▶ Passage
▼▼▼
Euspira intricata (Donovan, 1804)
Azores to Mediterranean. Predator on seashells. Crawls below the surface of soft bottoms in the infralittoral, leaving a visible trail. Original taxon: Nerita intricata. Synonyms: crassatella, peloritana, similis… Trawled on mud at 15m deep, Málaga, Andalucia, S. Spain. 12mm.
An other synonym is grisea Réquien, 1848.
Pale specimen from Jerba island, Tunisia. 13mm.
The species in E. Donovan: The natural history of British shells vol. V, London 1803, plate 167.
 
« It is rather allied to Nerita Canrena, which has a gibbous bifid umbilicus; and may possibly indeed prove to be nothing more than a variant of that shell. The varieties of N. Canrena, enumerated by Gmelin, amount to twenty-five, neither of which accords exactly with our shell, and that writer describes them only as native of India, Africa, and America, but it is not unlikely it may be also an European shell. Our specimens are from Weymouth. » Since that time, many geographical matters have been clarified; among them, the fact that Natica intricata, despite an intriguing discussion given by J. Couch in his Cornish fauna about some specimens from Penzance and Plymouth, is not a british seashell, nor indian, african etc.
« Light brown to light ash-colored, speckled with small, irregular white dots and short steaks; six spiral bands marked by reddish or brown arrowheads, evenly distributed across body whorl; first band below suture, topped by a wider band of wavy brown lines in some specimens; base white, with brown band bordering the umbilicus in some but not all specimens. » – Huelsken, Marek, Schreiber & Hollmann: “The Naticidae Of Giglio Island”, Zootaxa 1770, june 2008, via ResearchGate. – Specimen from 30-40m deep, Málaga. 15mm.
▲▲▲
Stored records:
▼▼▼
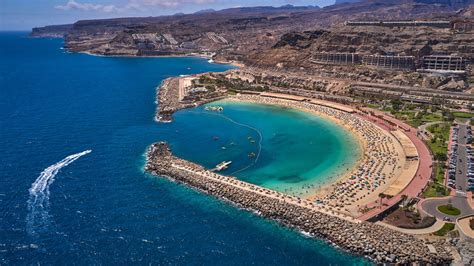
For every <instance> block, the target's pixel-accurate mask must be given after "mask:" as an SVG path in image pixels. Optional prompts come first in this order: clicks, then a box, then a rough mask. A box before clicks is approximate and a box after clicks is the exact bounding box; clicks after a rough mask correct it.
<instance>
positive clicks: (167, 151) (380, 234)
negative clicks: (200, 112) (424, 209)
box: [146, 142, 452, 264]
mask: <svg viewBox="0 0 474 266" xmlns="http://www.w3.org/2000/svg"><path fill="white" fill-rule="evenodd" d="M146 171H148V172H150V173H152V174H154V175H157V176H166V177H169V178H171V179H173V180H175V181H178V182H182V183H184V184H186V185H189V186H191V187H193V188H196V189H199V190H201V191H203V192H205V193H207V194H210V195H212V196H215V197H217V198H220V199H226V200H228V201H230V202H232V203H234V204H236V205H239V206H241V207H244V208H246V209H249V210H253V211H255V212H257V213H258V214H259V215H261V216H263V217H266V218H270V219H273V220H276V221H278V222H280V223H282V224H284V225H286V226H289V227H292V228H296V229H298V230H300V231H304V232H308V233H310V234H311V235H312V236H314V237H319V238H322V239H324V240H326V241H328V242H331V243H333V244H336V245H337V246H339V247H341V248H343V249H345V250H347V251H349V252H351V253H354V254H357V255H361V256H367V257H369V258H370V259H372V260H374V261H375V262H378V263H397V264H408V263H420V264H449V263H450V262H451V261H452V257H451V255H450V253H449V252H448V251H447V249H446V247H447V246H448V243H446V242H445V241H444V240H440V241H436V242H435V241H431V242H427V241H426V240H422V239H419V238H417V237H415V236H412V235H408V234H404V233H401V232H397V231H393V230H391V229H388V228H385V227H382V226H379V225H376V224H372V223H369V222H360V221H357V220H353V219H352V218H349V217H344V216H341V215H339V214H337V213H334V214H332V213H331V210H327V209H326V210H323V209H322V208H320V207H318V206H316V205H315V204H313V203H311V202H309V201H306V200H304V199H300V198H297V197H293V196H289V195H285V194H283V193H279V192H276V191H272V190H269V189H266V188H262V187H259V186H256V185H253V184H249V183H246V182H243V181H239V180H237V179H235V178H233V177H227V176H222V175H219V174H216V173H213V172H210V171H208V170H206V169H204V168H203V167H202V166H200V165H197V164H194V163H192V162H189V161H185V160H183V159H180V158H177V157H175V156H173V154H172V153H171V150H170V149H169V147H168V145H167V144H166V143H164V142H160V143H155V144H153V145H152V146H151V147H150V148H149V150H148V153H147V164H146Z"/></svg>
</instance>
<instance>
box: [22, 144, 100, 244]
mask: <svg viewBox="0 0 474 266" xmlns="http://www.w3.org/2000/svg"><path fill="white" fill-rule="evenodd" d="M91 152H92V151H91V150H86V151H83V152H80V153H76V154H73V155H69V156H68V157H66V158H64V159H62V160H61V161H59V162H57V163H55V164H53V165H51V166H49V167H48V168H46V169H44V170H43V172H41V174H40V175H39V176H38V178H37V179H36V180H35V182H33V184H31V188H30V189H29V192H30V197H29V199H28V215H27V217H26V229H27V232H28V233H29V234H30V235H32V234H36V233H37V232H38V231H43V230H45V229H47V227H48V226H49V224H50V221H49V213H48V211H49V186H50V185H51V184H52V183H53V182H54V177H55V176H56V175H57V174H58V172H59V170H61V168H63V167H65V166H68V165H69V164H71V163H72V162H74V161H75V160H77V159H79V158H80V157H81V156H84V155H86V154H88V153H91Z"/></svg>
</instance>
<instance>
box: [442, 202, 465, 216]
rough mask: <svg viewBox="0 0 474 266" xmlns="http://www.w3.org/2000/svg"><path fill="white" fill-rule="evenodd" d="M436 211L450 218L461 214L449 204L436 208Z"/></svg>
mask: <svg viewBox="0 0 474 266" xmlns="http://www.w3.org/2000/svg"><path fill="white" fill-rule="evenodd" d="M438 211H440V212H442V213H444V214H446V215H451V216H458V215H460V214H461V211H460V210H459V209H458V208H455V207H454V206H453V205H451V204H448V205H440V206H438Z"/></svg>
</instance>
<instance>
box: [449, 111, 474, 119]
mask: <svg viewBox="0 0 474 266" xmlns="http://www.w3.org/2000/svg"><path fill="white" fill-rule="evenodd" d="M453 115H454V117H456V118H464V119H470V118H473V117H474V113H466V112H453Z"/></svg>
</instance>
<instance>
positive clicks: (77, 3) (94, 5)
mask: <svg viewBox="0 0 474 266" xmlns="http://www.w3.org/2000/svg"><path fill="white" fill-rule="evenodd" d="M54 8H56V9H60V10H82V11H100V12H106V13H111V12H116V11H118V10H119V8H117V7H116V6H115V5H101V4H92V3H79V2H76V1H75V0H69V1H68V2H67V3H66V4H65V5H57V6H55V7H54Z"/></svg>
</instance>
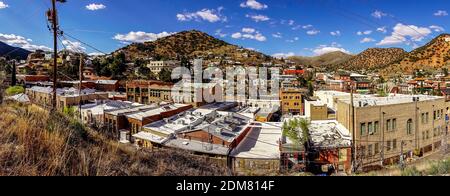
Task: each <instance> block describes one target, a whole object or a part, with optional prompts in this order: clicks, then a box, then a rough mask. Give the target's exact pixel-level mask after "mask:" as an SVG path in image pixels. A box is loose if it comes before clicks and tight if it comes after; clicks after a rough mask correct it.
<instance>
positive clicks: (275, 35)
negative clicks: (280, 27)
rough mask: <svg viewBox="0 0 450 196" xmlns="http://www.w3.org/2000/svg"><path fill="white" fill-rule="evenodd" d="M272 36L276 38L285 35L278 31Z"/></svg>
mask: <svg viewBox="0 0 450 196" xmlns="http://www.w3.org/2000/svg"><path fill="white" fill-rule="evenodd" d="M272 37H274V38H283V35H281V33H280V32H277V33H274V34H272Z"/></svg>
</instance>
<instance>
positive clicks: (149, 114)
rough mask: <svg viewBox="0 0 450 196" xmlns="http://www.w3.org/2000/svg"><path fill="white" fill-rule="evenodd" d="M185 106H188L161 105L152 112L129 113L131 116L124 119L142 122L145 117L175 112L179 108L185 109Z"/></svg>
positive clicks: (128, 114)
mask: <svg viewBox="0 0 450 196" xmlns="http://www.w3.org/2000/svg"><path fill="white" fill-rule="evenodd" d="M186 106H188V105H185V104H167V105H162V106H161V107H158V108H155V109H152V110H147V111H140V112H136V113H131V114H128V115H126V117H128V118H133V119H136V120H140V121H142V120H143V119H144V118H147V117H150V116H155V115H159V114H161V113H163V112H167V111H172V110H177V109H179V108H181V107H186Z"/></svg>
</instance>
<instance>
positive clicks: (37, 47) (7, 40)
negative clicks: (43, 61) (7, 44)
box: [0, 33, 51, 51]
mask: <svg viewBox="0 0 450 196" xmlns="http://www.w3.org/2000/svg"><path fill="white" fill-rule="evenodd" d="M0 41H1V42H4V43H6V44H8V45H11V46H15V47H20V48H23V49H26V50H30V51H35V50H45V51H50V50H51V48H49V47H47V46H42V45H40V46H39V45H34V44H32V43H31V42H33V40H31V39H27V38H25V37H23V36H19V35H14V34H1V33H0Z"/></svg>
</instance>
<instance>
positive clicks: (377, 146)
mask: <svg viewBox="0 0 450 196" xmlns="http://www.w3.org/2000/svg"><path fill="white" fill-rule="evenodd" d="M379 152H380V144H379V143H376V144H375V155H377V154H378V153H379Z"/></svg>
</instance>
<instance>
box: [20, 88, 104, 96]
mask: <svg viewBox="0 0 450 196" xmlns="http://www.w3.org/2000/svg"><path fill="white" fill-rule="evenodd" d="M28 90H30V91H35V92H40V93H47V94H50V93H52V92H53V88H51V87H41V86H33V87H31V88H29V89H28ZM95 93H96V90H95V89H83V90H81V94H82V95H90V94H95ZM56 94H57V95H59V96H64V97H77V96H79V94H80V91H79V90H78V89H76V88H58V89H56Z"/></svg>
▲▲▲
▶ What you are asked to do
Reproduce word for word the part of the passage on Euspira intricata that begins with "Azores to Mediterranean." and ends after "Andalucia, S. Spain. 12mm.".

▶ Task solution
Azores to Mediterranean. Predator on seashells. Crawls below the surface of soft bottoms in the infralittoral, leaving a visible trail. Original taxon: Nerita intricata. Synonyms: crassatella, peloritana, similis… Trawled on mud at 15m deep, Málaga, Andalucia, S. Spain. 12mm.